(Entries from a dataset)
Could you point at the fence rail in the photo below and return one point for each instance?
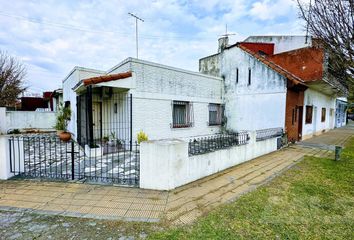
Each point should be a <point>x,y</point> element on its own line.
<point>213,143</point>
<point>46,156</point>
<point>268,133</point>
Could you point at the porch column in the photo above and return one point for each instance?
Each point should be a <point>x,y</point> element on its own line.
<point>89,115</point>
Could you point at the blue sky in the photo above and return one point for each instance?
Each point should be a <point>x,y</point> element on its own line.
<point>51,37</point>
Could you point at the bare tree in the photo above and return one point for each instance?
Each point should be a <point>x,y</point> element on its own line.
<point>331,21</point>
<point>12,73</point>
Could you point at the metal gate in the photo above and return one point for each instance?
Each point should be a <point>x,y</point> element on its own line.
<point>46,156</point>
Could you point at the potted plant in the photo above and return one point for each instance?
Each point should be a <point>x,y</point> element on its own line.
<point>61,124</point>
<point>112,140</point>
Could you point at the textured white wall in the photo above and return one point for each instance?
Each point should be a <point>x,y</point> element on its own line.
<point>165,164</point>
<point>28,119</point>
<point>76,75</point>
<point>259,105</point>
<point>319,101</point>
<point>155,86</point>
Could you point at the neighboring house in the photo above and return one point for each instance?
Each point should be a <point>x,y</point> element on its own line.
<point>254,93</point>
<point>33,104</point>
<point>283,78</point>
<point>136,95</point>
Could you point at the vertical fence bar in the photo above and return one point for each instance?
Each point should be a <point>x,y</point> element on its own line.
<point>131,122</point>
<point>72,160</point>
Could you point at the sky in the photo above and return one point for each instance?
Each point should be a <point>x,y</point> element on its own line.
<point>52,37</point>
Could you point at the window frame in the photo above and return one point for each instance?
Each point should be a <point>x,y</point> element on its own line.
<point>323,114</point>
<point>219,114</point>
<point>188,115</point>
<point>237,75</point>
<point>308,119</point>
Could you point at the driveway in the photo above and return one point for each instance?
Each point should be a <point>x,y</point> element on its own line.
<point>180,206</point>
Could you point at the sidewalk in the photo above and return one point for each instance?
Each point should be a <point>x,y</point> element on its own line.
<point>182,205</point>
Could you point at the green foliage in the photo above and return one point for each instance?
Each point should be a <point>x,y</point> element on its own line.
<point>14,131</point>
<point>12,74</point>
<point>142,137</point>
<point>63,116</point>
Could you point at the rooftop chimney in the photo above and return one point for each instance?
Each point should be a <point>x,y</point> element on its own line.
<point>223,43</point>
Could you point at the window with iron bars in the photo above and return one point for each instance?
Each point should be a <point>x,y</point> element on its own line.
<point>182,114</point>
<point>215,114</point>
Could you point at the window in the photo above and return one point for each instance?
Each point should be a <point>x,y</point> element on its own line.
<point>182,114</point>
<point>323,115</point>
<point>115,108</point>
<point>308,114</point>
<point>215,114</point>
<point>236,75</point>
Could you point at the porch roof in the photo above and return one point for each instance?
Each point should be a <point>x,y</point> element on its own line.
<point>106,78</point>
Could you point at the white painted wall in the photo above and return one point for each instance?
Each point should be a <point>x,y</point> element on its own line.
<point>155,86</point>
<point>257,106</point>
<point>283,43</point>
<point>165,164</point>
<point>10,120</point>
<point>73,78</point>
<point>318,101</point>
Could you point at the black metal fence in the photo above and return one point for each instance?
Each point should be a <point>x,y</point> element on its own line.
<point>268,133</point>
<point>213,143</point>
<point>104,114</point>
<point>46,156</point>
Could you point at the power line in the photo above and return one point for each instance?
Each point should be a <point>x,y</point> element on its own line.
<point>81,29</point>
<point>136,32</point>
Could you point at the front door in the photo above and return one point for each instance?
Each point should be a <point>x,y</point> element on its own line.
<point>314,119</point>
<point>97,120</point>
<point>300,119</point>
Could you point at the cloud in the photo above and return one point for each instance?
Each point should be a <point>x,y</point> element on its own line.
<point>51,37</point>
<point>268,10</point>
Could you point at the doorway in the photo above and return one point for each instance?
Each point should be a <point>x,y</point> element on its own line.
<point>97,120</point>
<point>300,120</point>
<point>314,120</point>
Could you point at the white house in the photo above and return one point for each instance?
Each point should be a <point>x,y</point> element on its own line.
<point>276,81</point>
<point>136,95</point>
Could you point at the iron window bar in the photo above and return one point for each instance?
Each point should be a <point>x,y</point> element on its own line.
<point>268,133</point>
<point>216,142</point>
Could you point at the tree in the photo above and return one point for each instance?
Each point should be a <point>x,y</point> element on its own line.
<point>331,21</point>
<point>12,73</point>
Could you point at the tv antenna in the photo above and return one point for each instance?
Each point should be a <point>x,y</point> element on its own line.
<point>136,32</point>
<point>226,33</point>
<point>308,23</point>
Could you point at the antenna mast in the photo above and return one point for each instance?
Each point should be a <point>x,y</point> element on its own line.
<point>136,32</point>
<point>227,34</point>
<point>308,23</point>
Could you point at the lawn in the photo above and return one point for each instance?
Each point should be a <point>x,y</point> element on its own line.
<point>313,200</point>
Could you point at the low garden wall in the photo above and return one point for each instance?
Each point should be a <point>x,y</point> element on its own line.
<point>10,120</point>
<point>167,164</point>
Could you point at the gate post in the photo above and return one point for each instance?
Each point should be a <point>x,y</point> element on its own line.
<point>72,161</point>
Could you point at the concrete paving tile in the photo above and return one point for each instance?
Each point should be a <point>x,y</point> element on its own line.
<point>156,215</point>
<point>107,211</point>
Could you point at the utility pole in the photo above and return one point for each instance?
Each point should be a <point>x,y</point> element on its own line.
<point>308,23</point>
<point>136,32</point>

• Stated exercise
Rewrite the rows beginning with the line containing "Could you point at the window with" and continuing through the line containing "<point>236,75</point>", requests included, with 69 added to every coordinate in the answer points.

• Output for this task
Could you point at the window with iron bars in the photo above and return one point for each instance?
Each point should be a <point>x,y</point> element on its own line.
<point>251,183</point>
<point>284,183</point>
Could you point at the window in the photo above and return one point for each instance?
Each point should be a <point>x,y</point> element on its own line.
<point>251,183</point>
<point>392,184</point>
<point>184,177</point>
<point>377,183</point>
<point>284,183</point>
<point>305,144</point>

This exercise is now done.